Once the pictures are set aside, reproduce the remaining data exactly.
[Start of Attachment]
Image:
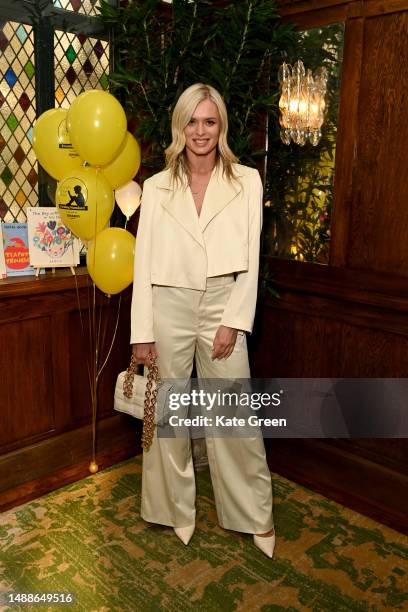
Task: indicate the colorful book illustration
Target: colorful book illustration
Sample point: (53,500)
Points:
(3,272)
(15,245)
(51,243)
[End of Attachment]
SOLUTION FOR THIS PROBLEM:
Image:
Task: indicate the colorful book illustration
Target: colorful book illustration
Sample point: (53,500)
Points:
(3,272)
(15,245)
(51,243)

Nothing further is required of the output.